[Stored items from a collection]
○ ○ ○ ○ ○

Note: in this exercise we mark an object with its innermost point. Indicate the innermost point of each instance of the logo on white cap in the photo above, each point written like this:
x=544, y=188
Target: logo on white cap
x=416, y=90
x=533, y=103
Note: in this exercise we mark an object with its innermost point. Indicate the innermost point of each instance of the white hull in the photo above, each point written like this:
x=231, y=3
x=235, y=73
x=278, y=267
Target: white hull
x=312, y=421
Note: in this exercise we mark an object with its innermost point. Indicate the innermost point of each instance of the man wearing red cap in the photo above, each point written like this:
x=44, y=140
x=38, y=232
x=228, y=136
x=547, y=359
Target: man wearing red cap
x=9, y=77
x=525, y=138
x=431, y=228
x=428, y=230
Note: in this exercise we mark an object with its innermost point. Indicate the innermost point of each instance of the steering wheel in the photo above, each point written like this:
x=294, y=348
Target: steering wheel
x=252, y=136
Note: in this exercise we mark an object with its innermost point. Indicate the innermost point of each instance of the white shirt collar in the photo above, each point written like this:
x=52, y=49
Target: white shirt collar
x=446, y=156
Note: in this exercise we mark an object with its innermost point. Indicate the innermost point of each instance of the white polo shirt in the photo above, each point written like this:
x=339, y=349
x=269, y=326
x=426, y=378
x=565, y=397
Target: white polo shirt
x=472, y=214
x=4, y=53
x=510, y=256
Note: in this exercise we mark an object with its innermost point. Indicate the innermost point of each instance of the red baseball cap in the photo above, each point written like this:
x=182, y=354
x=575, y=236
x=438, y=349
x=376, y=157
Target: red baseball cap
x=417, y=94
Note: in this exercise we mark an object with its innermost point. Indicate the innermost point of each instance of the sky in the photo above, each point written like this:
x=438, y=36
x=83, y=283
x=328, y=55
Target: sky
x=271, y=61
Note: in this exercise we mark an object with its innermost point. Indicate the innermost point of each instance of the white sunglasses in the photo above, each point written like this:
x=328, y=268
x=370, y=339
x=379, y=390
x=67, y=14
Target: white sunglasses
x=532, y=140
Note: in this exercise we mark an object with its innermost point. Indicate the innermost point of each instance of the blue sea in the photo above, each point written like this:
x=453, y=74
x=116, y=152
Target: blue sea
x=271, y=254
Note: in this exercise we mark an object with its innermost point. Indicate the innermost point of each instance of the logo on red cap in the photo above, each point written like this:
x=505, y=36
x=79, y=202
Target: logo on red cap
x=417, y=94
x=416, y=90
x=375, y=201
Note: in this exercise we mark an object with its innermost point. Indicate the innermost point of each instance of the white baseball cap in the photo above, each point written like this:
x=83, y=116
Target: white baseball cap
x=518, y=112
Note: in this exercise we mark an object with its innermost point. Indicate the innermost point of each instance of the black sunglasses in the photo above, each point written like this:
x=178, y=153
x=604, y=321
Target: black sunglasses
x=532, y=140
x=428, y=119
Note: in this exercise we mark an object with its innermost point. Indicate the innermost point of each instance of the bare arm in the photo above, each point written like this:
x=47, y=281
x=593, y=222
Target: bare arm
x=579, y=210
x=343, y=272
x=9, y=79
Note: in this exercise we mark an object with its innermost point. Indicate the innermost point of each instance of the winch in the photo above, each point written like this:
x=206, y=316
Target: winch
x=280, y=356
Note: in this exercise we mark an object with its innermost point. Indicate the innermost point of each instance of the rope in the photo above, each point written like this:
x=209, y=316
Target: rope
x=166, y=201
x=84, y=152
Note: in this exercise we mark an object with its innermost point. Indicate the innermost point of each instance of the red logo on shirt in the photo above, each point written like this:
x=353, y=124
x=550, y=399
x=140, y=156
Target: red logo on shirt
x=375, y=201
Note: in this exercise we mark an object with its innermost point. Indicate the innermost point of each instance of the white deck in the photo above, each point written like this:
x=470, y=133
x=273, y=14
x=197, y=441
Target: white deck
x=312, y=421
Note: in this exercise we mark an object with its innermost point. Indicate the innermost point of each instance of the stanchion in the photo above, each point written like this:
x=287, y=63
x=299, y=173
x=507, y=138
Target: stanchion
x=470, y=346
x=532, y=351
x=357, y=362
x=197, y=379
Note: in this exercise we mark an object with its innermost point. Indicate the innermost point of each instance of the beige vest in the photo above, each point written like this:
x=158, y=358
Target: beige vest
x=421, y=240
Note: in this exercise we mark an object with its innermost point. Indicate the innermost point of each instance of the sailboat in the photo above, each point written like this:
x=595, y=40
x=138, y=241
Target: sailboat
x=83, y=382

○ ○ ○ ○ ○

== Aim of the task ==
Reproduce the entire listing above, substituting "central point" for "innermost point" wherever it occurs and leaving everything else untouched.

== Exercise result ==
Note: in this exercise we mark an object with its central point. Indicate the central point of each instance of the logo on white cap in the photo above, each point written like this:
x=544, y=188
Target: logo on white cap
x=416, y=90
x=533, y=103
Note: in this exercise we mark an object with its central point. Indicate the central point of each instance of the white hull in the photo above, each point written like this:
x=231, y=3
x=235, y=73
x=278, y=267
Target: white hull
x=312, y=421
Note: in this exercise we mark an object with its central point. Indicate the central point of each instance of the man wearing red cap in the photo above, each point written like this:
x=44, y=140
x=38, y=232
x=228, y=136
x=547, y=359
Target: man wearing red cap
x=9, y=77
x=525, y=138
x=431, y=228
x=428, y=230
Note: in this exercise we mark an object with its central point. Indicate the central point of each instance of the steering wheel in the photo above, each point written like this:
x=294, y=348
Target: steering wheel
x=252, y=136
Note: in this exercise we mark an object with its central point. Indicate the central point of each instance of the white shirt collar in the photo above, each point written like this:
x=52, y=49
Target: white shirt collar
x=446, y=156
Note: in this exercise we mark an object with its central point. Indicate the central point of each instance of the white polo shirt in the photo above, each point written like this:
x=339, y=349
x=269, y=326
x=426, y=378
x=565, y=397
Target: white polo shirt
x=472, y=214
x=4, y=53
x=510, y=256
Note: in this exercise we mark an object with its central point. Indicate the central point of each instance of the red baseball cap in the photo above, each point written like this:
x=182, y=354
x=575, y=236
x=438, y=349
x=376, y=157
Target: red baseball cap
x=417, y=94
Note: in this exercise we mark an object with its central point. Indicate the central point of each instance of the sky in the photo above, each point written like this:
x=438, y=36
x=83, y=283
x=328, y=55
Target: sky
x=271, y=61
Note: in this exercise we mark an object with its central point. Indicate the central point of each instance of the white sunglasses in the photo above, each point written like this:
x=328, y=268
x=370, y=339
x=379, y=390
x=67, y=14
Target: white sunglasses
x=532, y=140
Note: in this exercise we mark an object with its central point. Indicate the central point of each instance of the blue sea in the photo above, each point written like this:
x=453, y=74
x=116, y=152
Target: blue sea
x=271, y=254
Note: in this exercise we mark an object with its central point. Indicate the central point of each instance of the logo on red cap in the photo above, each point written like this:
x=505, y=36
x=79, y=202
Target: logo on red cap
x=417, y=94
x=416, y=90
x=375, y=201
Note: in this exercise we mark an object with its central point. Indicate the central point of each instance of the white baseball cap in the photo above, each point written like this:
x=83, y=116
Target: white baseball cap
x=518, y=112
Note: in this exercise we mark an object with its central point. Indicate the central point of each instance of the black sunglasses in the photo above, each point written like this:
x=178, y=153
x=604, y=321
Target: black sunglasses
x=532, y=140
x=428, y=119
Note: in this exercise we mark an object with its central point. Indicate the central point of each instance of the bare arm in the photo above, each point written like this:
x=47, y=281
x=593, y=222
Target: bare arm
x=579, y=210
x=343, y=272
x=9, y=79
Note: in this exercise we mark an object with its central point. Indicate the central point of each instance of the winch in the photo above, each point written like this:
x=206, y=316
Target: winch
x=280, y=356
Note: in this exercise we mark an object with its central point. Indicate the central point of each instance of the rope in the photo above, each point written like this:
x=209, y=316
Target: rope
x=166, y=201
x=84, y=152
Note: in this exercise we mark an object with its central point. Indicate the central point of each instance of the red logo on shirt in the photo above, each point written like this:
x=353, y=124
x=550, y=399
x=140, y=156
Target: red logo on shirt
x=375, y=201
Note: in this exercise we mark an object with its central point. Indicate the central point of each instance of the white deck in the photo above, each point written like this:
x=470, y=133
x=273, y=14
x=197, y=441
Target: white deck
x=312, y=421
Note: in this exercise we mark an object with its central point. Indicate the central point of each instance of the stanchion in the photo above, each point written like this:
x=287, y=63
x=299, y=173
x=507, y=138
Target: stanchion
x=470, y=346
x=532, y=351
x=357, y=362
x=197, y=379
Note: in this exercise we mark an object with its central point. Indicate the central point of each instance of the beige vest in the photo above, each point written like this:
x=158, y=358
Target: beige vest
x=421, y=240
Note: in this exercise we mark an object with its central point. Indicate the central point of each instance of the sailboat in the photo above, each point written like this:
x=595, y=40
x=138, y=241
Target: sailboat
x=83, y=382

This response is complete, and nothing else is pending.